◆ Work request 1 ◆
Rewrite the excerpt from the kernel mailing list thread, starting with "On Tue, Nov" and going on through "if KFENCE enabled.", with "aarch64" changed to "arm64".
◆ Work request 2 ◆
Put the stored items, from their first line through the line containing "box: [130, 512, 185, 571]", into a Markdown table with the columns Row and Line. Give each line its row number and leave out blank lines.

◆ Excerpted passage ◆
======
On Tue, Nov 01, 2022 at 09:05:42PM -0700, Jakub Kicinski wrote:
> On Wed, 2 Nov 2022 10:59:44 +0800 zhongbaisong wrote:
> > On 2022/11/2 0:45, Daniel Borkmann wrote:
> > > [ +kfence folks ]  
> > 
> > + cc: Alexander Potapenko, Marco Elver, Dmitry Vyukov
> > 
> > Do you have any suggestions about this problem?
> 
> + Kees who has been sending similar patches for drivers
> 
> > > On 11/1/22 5:04 AM, Baisong Zhong wrote:  
> > >> Recently, we got a syzkaller problem because of aarch64
> > >> alignment fault if KFENCE enabled.
> > >>
> > >> When the size from user bpf program is an odd number, like
> > >> 399, 407, etc, it will cause skb shard info's alignment access,
> > >> as seen below:
> > >>
> > >> BUG: KFENCE: use-after-free read in __skb_clone+0x23c/0x2a0 
> > >> net/core/skbuff.c:1032
> > >>
> > >> Use-after-free read at 0xffff6254fffac077 (in kfence-#213):
> > >>   __lse_atomic_add arch/arm64/include/asm/atomic_lse.h:26 [inline]
> > >>   arch_atomic_add arch/arm64/include/asm/atomic.h:28 [inline]
> > >>   arch_atomic_inc include/linux/atomic-arch-fallback.h:270 [inline]
> > >>   atomic_inc include/asm-generic/atomic-instrumented.h:241 [inline]
> > >>   __skb_clone+0x23c/0x2a0 net/core/skbuff.c:1032
> > >>   skb_clone+0xf4/0x214 net/core/skbuff.c:1481
> > >>   ____bpf_clone_redirect net/core/filter.c:2433 [inline]
> > >>   bpf_clone_redirect+0x78/0x1c0 net/core/filter.c:2420
> > >>   bpf_prog_d3839dd9068ceb51+0x80/0x330
> > >>   bpf_dispatcher_nop_func include/linux/bpf.h:728 [inline]
> > >>   bpf_test_run+0x3c0/0x6c0 net/bpf/test_run.c:53
> > >>   bpf_prog_test_run_skb+0x638/0xa7c net/bpf/test_run.c:594
> > >>   bpf_prog_test_run kernel/bpf/syscall.c:3148 [inline]
> > >>   __do_sys_bpf kernel/bpf/syscall.c:4441 [inline]
> > >>   __se_sys_bpf+0xad0/0x1634 kernel/bpf/syscall.c:4381
> > >>
> > >> kfence-#213: 0xffff6254fffac000-0xffff6254fffac196, size=407, 
> > >> cache=kmalloc-512
> > >>
> > >> allocated by task 15074 on cpu 0 at 1342.585390s:
> > >>   kmalloc include/linux/slab.h:568 [inline]
> > >>   kzalloc include/linux/slab.h:675 [inline]
> > >>   bpf_test_init.isra.0+0xac/0x290 net/bpf/test_run.c:191
> > >>   bpf_prog_test_run_skb+0x11c/0xa7c net/bpf/test_run.c:512
> > >>   bpf_prog_test_run kernel/bpf/syscall.c:3148 [inline]
> > >>   __do_sys_bpf kernel/bpf/syscall.c:4441 [inline]
> > >>   __se_sys_bpf+0xad0/0x1634 kernel/bpf/syscall.c:4381
> > >>   __arm64_sys_bpf+0x50/0x60 kernel/bpf/syscall.c:4381
> > >>
> > >> To fix the problem, we round up allocations with kmalloc_size_roundup()
======
(Stored items)
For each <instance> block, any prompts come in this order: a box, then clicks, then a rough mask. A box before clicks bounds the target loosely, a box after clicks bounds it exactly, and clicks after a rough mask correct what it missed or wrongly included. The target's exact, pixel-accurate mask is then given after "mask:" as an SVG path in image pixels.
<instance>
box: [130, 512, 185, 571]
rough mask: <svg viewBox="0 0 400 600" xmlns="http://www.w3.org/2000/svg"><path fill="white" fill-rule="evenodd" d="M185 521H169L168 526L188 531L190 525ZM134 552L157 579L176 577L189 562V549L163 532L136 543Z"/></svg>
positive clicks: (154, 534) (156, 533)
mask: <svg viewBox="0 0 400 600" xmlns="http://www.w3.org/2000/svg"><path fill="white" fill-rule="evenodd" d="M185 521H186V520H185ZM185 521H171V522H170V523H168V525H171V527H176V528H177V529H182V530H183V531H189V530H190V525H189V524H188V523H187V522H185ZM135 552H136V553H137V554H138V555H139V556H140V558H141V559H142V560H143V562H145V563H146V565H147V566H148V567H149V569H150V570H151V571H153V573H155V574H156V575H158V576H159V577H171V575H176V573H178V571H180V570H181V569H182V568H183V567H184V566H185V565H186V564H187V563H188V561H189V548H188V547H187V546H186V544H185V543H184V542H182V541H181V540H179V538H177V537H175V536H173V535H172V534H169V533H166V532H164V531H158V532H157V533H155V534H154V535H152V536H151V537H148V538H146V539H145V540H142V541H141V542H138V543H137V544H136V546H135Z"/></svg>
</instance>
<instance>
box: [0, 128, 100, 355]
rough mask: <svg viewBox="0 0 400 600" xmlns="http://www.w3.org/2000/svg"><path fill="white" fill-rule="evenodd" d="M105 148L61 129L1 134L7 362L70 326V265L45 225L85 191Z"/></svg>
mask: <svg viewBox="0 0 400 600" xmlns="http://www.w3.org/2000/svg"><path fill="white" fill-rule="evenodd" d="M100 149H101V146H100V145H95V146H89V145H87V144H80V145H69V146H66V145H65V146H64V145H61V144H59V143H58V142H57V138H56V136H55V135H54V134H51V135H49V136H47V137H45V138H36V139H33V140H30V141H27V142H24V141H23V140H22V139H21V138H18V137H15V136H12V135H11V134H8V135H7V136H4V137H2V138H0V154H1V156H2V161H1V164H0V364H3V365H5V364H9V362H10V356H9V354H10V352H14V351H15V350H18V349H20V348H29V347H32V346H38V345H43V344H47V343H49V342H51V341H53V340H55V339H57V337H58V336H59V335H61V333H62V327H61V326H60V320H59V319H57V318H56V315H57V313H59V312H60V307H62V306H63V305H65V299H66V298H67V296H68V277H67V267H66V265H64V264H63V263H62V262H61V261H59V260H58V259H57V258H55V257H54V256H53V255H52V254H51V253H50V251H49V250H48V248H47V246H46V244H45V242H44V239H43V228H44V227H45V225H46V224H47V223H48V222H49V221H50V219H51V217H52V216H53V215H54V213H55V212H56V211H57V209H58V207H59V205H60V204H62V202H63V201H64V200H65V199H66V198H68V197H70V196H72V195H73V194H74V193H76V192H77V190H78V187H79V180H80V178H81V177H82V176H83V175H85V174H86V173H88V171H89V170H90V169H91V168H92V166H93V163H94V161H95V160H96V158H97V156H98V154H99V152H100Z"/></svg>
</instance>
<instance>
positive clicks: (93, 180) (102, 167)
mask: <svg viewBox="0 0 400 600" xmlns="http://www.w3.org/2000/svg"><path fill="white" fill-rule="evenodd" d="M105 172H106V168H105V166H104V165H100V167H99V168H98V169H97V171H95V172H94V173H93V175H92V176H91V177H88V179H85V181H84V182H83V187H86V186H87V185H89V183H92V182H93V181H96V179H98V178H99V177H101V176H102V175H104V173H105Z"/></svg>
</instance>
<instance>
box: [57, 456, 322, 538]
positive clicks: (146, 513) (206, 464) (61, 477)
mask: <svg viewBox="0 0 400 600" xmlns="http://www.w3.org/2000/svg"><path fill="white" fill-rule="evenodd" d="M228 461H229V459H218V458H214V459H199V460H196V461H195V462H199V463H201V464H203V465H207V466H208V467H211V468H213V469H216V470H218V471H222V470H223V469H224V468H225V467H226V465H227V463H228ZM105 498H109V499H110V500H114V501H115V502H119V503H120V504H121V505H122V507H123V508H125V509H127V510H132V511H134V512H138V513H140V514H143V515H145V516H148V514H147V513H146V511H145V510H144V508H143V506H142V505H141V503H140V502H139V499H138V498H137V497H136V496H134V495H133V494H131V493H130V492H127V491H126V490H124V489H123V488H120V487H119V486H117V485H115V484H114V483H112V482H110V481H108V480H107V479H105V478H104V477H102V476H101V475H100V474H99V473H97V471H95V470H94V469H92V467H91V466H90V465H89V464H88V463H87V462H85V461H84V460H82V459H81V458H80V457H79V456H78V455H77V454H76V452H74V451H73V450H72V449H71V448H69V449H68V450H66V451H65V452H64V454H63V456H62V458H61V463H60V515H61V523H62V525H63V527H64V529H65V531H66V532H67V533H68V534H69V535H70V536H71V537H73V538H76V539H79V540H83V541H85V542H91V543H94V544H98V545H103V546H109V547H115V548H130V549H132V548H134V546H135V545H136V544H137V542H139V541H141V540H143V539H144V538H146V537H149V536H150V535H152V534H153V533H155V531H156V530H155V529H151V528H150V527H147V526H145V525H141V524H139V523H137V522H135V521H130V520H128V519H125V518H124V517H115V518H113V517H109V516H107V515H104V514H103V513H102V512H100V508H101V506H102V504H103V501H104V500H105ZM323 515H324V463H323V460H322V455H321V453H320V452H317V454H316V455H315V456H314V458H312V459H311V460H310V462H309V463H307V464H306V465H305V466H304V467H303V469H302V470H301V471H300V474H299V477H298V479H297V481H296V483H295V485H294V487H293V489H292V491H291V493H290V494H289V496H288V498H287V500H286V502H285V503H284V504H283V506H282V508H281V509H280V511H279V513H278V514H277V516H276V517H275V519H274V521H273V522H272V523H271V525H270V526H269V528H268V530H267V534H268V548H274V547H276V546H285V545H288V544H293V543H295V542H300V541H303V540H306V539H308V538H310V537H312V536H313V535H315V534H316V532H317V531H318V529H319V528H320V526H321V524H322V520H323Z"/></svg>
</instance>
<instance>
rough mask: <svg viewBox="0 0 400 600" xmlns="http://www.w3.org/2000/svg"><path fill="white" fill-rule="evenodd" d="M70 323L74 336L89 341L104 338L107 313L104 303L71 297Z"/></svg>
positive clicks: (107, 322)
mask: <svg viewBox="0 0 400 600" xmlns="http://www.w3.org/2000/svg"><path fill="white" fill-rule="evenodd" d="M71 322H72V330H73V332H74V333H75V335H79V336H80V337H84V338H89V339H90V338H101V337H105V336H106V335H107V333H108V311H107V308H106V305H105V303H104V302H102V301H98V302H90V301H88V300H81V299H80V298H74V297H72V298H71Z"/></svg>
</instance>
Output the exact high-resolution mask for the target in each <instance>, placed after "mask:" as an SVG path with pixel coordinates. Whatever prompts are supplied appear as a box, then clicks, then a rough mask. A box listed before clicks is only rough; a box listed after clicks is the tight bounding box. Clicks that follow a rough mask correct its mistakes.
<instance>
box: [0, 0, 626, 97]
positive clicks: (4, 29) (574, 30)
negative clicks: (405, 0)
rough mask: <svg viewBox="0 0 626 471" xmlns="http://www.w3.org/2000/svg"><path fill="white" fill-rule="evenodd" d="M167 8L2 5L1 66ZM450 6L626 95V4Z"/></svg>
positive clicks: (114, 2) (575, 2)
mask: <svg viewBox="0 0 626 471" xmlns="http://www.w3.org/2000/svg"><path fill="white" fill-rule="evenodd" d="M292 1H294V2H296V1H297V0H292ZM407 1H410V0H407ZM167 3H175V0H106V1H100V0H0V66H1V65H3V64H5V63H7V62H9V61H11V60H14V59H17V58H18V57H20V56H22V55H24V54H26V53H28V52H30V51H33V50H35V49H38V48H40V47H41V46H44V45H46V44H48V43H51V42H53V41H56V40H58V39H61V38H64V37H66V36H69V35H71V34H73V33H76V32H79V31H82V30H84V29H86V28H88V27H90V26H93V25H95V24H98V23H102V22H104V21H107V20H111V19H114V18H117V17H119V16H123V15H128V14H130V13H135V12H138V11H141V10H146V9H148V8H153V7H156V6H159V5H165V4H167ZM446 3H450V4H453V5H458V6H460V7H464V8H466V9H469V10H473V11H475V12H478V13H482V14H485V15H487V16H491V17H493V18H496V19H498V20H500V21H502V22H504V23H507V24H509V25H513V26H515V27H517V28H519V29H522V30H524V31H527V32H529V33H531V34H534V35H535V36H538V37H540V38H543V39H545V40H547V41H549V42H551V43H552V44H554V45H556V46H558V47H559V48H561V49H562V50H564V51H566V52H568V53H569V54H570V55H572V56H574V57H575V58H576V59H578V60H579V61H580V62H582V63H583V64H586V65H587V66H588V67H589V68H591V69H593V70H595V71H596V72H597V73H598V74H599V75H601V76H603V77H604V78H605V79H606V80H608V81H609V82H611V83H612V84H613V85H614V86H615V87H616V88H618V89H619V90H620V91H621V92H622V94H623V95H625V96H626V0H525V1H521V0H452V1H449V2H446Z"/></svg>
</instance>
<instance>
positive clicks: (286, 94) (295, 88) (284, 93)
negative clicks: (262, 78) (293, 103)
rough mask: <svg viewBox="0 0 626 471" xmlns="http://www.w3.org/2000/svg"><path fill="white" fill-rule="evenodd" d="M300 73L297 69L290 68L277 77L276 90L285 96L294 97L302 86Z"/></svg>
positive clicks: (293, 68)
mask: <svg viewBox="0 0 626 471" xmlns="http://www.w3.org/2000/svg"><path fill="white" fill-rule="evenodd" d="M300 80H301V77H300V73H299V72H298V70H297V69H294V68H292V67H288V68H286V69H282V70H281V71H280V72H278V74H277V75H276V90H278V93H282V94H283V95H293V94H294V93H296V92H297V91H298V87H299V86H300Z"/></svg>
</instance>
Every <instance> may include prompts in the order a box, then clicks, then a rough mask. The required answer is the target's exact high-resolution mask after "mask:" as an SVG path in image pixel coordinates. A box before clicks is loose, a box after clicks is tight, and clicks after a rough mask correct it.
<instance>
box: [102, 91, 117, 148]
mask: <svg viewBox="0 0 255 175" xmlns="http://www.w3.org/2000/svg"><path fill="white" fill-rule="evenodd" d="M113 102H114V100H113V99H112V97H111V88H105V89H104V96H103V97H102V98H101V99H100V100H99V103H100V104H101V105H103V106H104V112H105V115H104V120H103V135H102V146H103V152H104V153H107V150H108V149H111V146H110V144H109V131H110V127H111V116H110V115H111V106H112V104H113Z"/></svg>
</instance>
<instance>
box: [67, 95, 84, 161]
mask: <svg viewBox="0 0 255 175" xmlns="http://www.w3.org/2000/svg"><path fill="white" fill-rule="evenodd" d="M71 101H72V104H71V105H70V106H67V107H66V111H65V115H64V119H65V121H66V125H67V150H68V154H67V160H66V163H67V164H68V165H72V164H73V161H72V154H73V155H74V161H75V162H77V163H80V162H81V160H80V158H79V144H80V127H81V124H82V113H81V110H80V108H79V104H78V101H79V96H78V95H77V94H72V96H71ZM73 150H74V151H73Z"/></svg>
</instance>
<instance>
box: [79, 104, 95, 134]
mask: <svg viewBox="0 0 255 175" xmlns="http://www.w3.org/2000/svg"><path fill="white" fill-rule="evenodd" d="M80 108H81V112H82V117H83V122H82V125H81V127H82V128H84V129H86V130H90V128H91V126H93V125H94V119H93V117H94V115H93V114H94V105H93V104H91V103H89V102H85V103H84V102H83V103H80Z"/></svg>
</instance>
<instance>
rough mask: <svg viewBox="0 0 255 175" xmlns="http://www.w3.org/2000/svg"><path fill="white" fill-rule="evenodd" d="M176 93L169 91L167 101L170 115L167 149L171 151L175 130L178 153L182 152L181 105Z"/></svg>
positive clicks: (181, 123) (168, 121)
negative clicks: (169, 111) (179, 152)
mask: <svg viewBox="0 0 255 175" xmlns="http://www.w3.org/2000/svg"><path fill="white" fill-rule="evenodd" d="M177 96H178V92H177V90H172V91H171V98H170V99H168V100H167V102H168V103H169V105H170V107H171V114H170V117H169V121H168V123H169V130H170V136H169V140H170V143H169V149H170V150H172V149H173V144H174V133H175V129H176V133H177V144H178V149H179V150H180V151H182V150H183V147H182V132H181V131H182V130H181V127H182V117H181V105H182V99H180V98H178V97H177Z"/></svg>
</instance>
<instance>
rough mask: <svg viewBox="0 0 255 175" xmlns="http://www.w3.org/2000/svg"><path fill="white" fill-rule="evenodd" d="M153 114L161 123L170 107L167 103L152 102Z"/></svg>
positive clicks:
======
◆ Exercise output 1 ◆
On Tue, Nov 01, 2022 at 09:05:42PM -0700, Jakub Kicinski wrote:
> On Wed, 2 Nov 2022 10:59:44 +0800 zhongbaisong wrote:
> > On 2022/11/2 0:45, Daniel Borkmann wrote:
> > > [ +kfence folks ]  
> > 
> > + cc: Alexander Potapenko, Marco Elver, Dmitry Vyukov
> > 
> > Do you have any suggestions about this problem?
> 
> + Kees who has been sending similar patches for drivers
> 
> > > On 11/1/22 5:04 AM, Baisong Zhong wrote:  
> > >> Recently, we got a syzkaller problem because of arm64
> > >> alignment fault if KFENCE enabled.

◆ Exercise output 2 ◆
| Row | Line |
|---|---|
| 1 | For each <instance> block, any prompts come in this order: a box, then clicks, then a rough mask. A box before clicks bounds the target loosely, a box after clicks bounds it exactly, and clicks after a rough mask correct what it missed or wrongly included. The target's exact, pixel-accurate mask is then given after "mask:" as an SVG path in image pixels. |
| 2 | <instance> |
| 3 | box: [130, 512, 185, 571] |